Written exercise.
Write out each of the following lines exactly as it appears.

Provided material.
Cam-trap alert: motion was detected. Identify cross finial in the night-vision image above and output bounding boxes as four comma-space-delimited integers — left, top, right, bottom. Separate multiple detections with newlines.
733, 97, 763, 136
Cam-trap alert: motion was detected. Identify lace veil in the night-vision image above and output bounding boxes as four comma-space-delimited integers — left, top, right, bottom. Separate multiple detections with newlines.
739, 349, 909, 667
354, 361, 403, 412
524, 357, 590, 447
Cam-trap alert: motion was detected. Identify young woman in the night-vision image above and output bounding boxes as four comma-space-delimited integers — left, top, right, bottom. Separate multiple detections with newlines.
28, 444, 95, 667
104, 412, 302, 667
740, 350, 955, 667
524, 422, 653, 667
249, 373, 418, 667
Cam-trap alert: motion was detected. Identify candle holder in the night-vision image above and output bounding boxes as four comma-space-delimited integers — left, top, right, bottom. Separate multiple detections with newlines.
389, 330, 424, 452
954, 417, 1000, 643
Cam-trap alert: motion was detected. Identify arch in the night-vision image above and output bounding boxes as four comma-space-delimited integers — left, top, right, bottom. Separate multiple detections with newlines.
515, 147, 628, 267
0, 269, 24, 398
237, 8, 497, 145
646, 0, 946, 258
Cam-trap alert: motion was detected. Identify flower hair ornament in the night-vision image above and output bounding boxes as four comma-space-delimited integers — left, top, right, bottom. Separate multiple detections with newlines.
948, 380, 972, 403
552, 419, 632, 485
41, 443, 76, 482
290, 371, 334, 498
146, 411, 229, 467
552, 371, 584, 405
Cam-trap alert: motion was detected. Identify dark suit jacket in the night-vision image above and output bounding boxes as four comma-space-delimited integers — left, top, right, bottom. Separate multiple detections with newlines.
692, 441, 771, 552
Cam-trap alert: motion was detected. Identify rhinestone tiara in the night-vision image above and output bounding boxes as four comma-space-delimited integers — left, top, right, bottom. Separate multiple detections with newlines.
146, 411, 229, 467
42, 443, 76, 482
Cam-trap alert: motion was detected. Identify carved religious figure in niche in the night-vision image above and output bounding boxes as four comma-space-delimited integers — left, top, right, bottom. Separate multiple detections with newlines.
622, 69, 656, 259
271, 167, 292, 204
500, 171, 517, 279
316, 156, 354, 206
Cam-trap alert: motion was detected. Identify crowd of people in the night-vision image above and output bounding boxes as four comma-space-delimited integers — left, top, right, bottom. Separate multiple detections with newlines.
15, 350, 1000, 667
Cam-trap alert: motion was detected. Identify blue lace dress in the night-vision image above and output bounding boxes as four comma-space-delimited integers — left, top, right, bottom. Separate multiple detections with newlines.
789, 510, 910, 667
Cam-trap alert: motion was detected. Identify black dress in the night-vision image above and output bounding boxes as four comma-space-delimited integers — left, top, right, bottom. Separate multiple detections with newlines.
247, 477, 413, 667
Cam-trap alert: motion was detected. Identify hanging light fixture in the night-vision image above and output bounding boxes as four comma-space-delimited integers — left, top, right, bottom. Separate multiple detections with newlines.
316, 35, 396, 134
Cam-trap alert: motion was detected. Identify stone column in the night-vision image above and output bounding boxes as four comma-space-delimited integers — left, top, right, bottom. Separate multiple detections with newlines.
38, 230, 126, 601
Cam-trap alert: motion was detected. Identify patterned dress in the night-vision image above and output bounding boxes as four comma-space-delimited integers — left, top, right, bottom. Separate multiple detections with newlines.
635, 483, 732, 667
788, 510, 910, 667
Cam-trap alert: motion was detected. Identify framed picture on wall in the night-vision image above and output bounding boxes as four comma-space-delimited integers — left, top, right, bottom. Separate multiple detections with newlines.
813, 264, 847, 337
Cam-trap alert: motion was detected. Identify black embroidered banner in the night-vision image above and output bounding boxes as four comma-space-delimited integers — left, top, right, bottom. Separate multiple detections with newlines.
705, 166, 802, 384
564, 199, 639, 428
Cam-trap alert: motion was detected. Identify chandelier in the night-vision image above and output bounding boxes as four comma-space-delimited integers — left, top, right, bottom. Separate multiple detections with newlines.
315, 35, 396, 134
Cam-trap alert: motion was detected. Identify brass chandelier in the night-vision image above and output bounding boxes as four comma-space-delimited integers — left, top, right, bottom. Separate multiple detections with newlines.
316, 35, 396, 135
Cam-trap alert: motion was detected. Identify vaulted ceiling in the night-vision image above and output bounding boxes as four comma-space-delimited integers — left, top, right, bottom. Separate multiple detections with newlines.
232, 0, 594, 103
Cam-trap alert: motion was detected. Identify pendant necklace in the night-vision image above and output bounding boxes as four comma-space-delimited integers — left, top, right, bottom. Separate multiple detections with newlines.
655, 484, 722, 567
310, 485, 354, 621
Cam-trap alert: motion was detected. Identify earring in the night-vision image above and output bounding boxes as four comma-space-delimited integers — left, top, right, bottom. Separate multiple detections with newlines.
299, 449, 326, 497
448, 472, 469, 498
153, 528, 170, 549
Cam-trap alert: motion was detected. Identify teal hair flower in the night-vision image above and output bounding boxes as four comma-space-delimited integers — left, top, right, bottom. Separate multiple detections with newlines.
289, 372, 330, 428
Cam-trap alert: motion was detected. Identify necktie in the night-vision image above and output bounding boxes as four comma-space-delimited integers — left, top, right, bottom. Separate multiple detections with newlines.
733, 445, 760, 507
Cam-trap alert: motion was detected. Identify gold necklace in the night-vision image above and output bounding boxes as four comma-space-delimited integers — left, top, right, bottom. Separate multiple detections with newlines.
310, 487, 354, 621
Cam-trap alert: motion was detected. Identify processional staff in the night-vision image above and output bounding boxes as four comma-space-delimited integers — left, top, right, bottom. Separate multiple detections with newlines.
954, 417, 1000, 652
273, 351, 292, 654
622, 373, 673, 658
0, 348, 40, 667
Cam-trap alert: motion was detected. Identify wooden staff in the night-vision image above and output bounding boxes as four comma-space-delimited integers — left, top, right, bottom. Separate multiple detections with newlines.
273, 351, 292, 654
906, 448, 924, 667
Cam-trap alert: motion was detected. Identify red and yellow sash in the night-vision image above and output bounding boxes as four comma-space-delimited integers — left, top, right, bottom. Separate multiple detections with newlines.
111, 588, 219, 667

Solved problem.
Cam-trap alert: motion was detected. Identify cross finial in the night-vision image above and output bounding boxes as four comma-space-delimited integers — left, top, right, bottom. Separate multiple detections with newlines.
733, 97, 763, 136
Cam-trap alert: motion was detected. Identify lace veil in the night-vision image above and output bounding boxes as four comma-space-delimited integers — left, top, right, bottom. Separate multiple detections with newlines.
739, 349, 909, 667
354, 361, 403, 412
524, 357, 590, 447
Cam-trap alert: motion was detected. Identify young woman in the night-vision image above and output bounding boxes as four comma-space-delimited integers — left, top, right, bottom. Separate multiple detections with newlines.
28, 444, 95, 667
104, 412, 302, 667
740, 350, 955, 667
524, 422, 653, 667
249, 373, 418, 667
Cam-trap alert: motion was detected. Identify candle holder in the night-vision image above and output bounding boxes as four comma-space-delimited integers — left, top, right, bottom. Separate multiple detections with newlines.
389, 330, 424, 452
954, 417, 1000, 643
Cam-trap alert: motion was detected. Identify arch in the night-vision image above and output bounding boxes as four comma-space-delimited integers — left, top, right, bottom. Separate multiple detections with newlines.
515, 147, 628, 267
0, 269, 24, 398
237, 8, 497, 145
646, 0, 946, 258
Cam-trap alert: motion was detected. Identify flower hair ornament in the night-vision image above and output bounding boxes as four comma-space-delimited integers — left, top, right, bottom. Separate multiple detections with newlines.
948, 380, 972, 403
552, 419, 632, 485
41, 443, 76, 482
290, 371, 334, 498
146, 411, 229, 467
552, 371, 584, 405
Cam-trap alert: motion was detected. Identify dark suit jacket in the night-vision image above and output bounding boxes as four comma-space-delimited integers — left, top, right, bottom. Separate multiple detections with newlines.
692, 441, 771, 552
Cam-trap alert: motion was detected. Identify rhinestone tiara in the night-vision image above and output bounding boxes as four comma-space-delimited integers — left, top, right, bottom. Separate multiple detections with newlines.
146, 411, 229, 467
42, 443, 76, 482
Cam-trap alert: motion was detected. Identify carved religious figure in niche in the night-vision image above and output bounding boxes as four comma-space-delimited integers — left, top, right, bottom. Separate multiple detections with newlines.
622, 69, 656, 259
271, 167, 292, 204
500, 171, 517, 279
316, 156, 354, 206
Cam-trap alert: motion was detected. Identify crowd of people in the night-vision image above and output bounding boxes as four comma-space-delimited integers — left, top, right, bottom. Separate multiple detections with newlines.
15, 350, 1000, 667
Cam-trap alert: motion was detected. Identify blue lace dress in the night-vision image above and output bounding boxes as four comma-space-delimited integers — left, top, right, bottom. Separate multiple detections with newlines.
789, 510, 910, 667
Cam-trap alert: motion was detected. Identify black dress in the night-vision image above and output bounding boxes as four comma-space-delimited integers — left, top, right, bottom. Separate multiple detections with newlines.
247, 477, 413, 667
Cam-trap alert: motion was detected. Identify hanging light fixture in the night-vision image above and output bounding boxes as four comma-space-delimited integers — left, top, right, bottom. Separate multiple detections with newlines.
316, 35, 396, 134
Cam-trap alert: motion was detected. Identify stone column in the night-vision image above and output bounding boxes as four comma-space-delimited integers — left, top, right, bottom. Separate multiple detections with newlines.
38, 230, 126, 601
Cam-trap alert: motion was detected. Identify patterned dress in the night-vision image above and output bounding boxes as four comma-space-delimited integers — left, top, right, bottom. Separate multiple detections with newlines.
635, 483, 732, 667
788, 510, 910, 667
Cam-trap alert: motion was detected. Identify framed picture on wall in the night-vision image above and output bounding boxes as four comma-space-delimited integers — left, top, right, bottom. Separate multiple detections with newlines.
813, 264, 847, 337
Cam-trap alert: motion was detected. Identify black embroidered banner in the night-vision image above and output bounding boxes as four comma-space-delimited integers — left, top, right, bottom. Separate multiple detections with newlines.
705, 166, 802, 384
564, 199, 639, 428
Cam-trap alert: motion was detected. Identify chandelier in the night-vision image above and output bounding boxes as four comma-space-delimited integers — left, top, right, bottom. Separate multiple detections with newlines.
315, 35, 396, 134
Cam-trap alert: motion was detected. Identify brass chandelier in the night-vision image above and output bounding boxes as four comma-space-delimited integers — left, top, right, bottom. Separate multiple detections with newlines.
316, 35, 396, 135
Cam-trap alert: motion was detected. Identify vaulted ceiling in the night-vision image above and output bounding boxes as four comma-space-delimited integers — left, top, right, bottom. Separate multiple detections with newlines.
232, 0, 594, 103
Cam-trap alert: motion was detected. Identify pendant necklace in the night-vision image above and output bounding boxes as four comma-space-delimited integers — left, top, right, bottom. Separate multiple detections with newlines.
655, 484, 722, 567
310, 485, 354, 621
Cam-trap alert: motion was detected. Identify earring in the night-vision image above and output bounding boxes as four comma-space-delimited integers — left, top, right, bottom. Separate multiple detections with newlines.
299, 449, 326, 497
448, 472, 469, 498
153, 528, 170, 549
Cam-trap alert: motion was detected. Identify teal hair flower in the night-vision image above and output bounding boxes as four comma-space-delimited integers — left, top, right, bottom. Separate multiple detections with newlines.
289, 372, 330, 428
Cam-trap alert: motion was detected. Identify necktie in the night-vision image above and output bounding boxes as four comma-space-delimited integers — left, top, right, bottom. Separate multiple detections with newlines.
733, 445, 760, 507
Cam-trap alert: motion was detected. Identify gold necklace in the night-vision image above and output bounding boxes as four comma-space-delimited integers — left, top, right, bottom. Separate multiple detections with newlines.
310, 487, 354, 621
Cam-trap alert: motion was detected. Identify processional staff in the night-vision image above and output bounding boxes as four comma-space-delimited integers — left, top, right, bottom. Separate multiple detections with newlines.
954, 417, 1000, 652
273, 351, 292, 654
622, 373, 673, 658
0, 348, 40, 667
Cam-trap alert: motion was detected. Identify wooden staff in the night-vision image above and output bounding boxes as four comma-space-delimited integers — left, top, right, bottom. Separate multiple detections with newlines.
273, 351, 292, 654
906, 448, 924, 667
Cam-trap alert: motion was detected. Identify red and yellow sash in the night-vision image above and output bounding boxes as four comma-space-delimited integers — left, top, right, bottom. Separate multiple detections with newlines.
111, 588, 219, 667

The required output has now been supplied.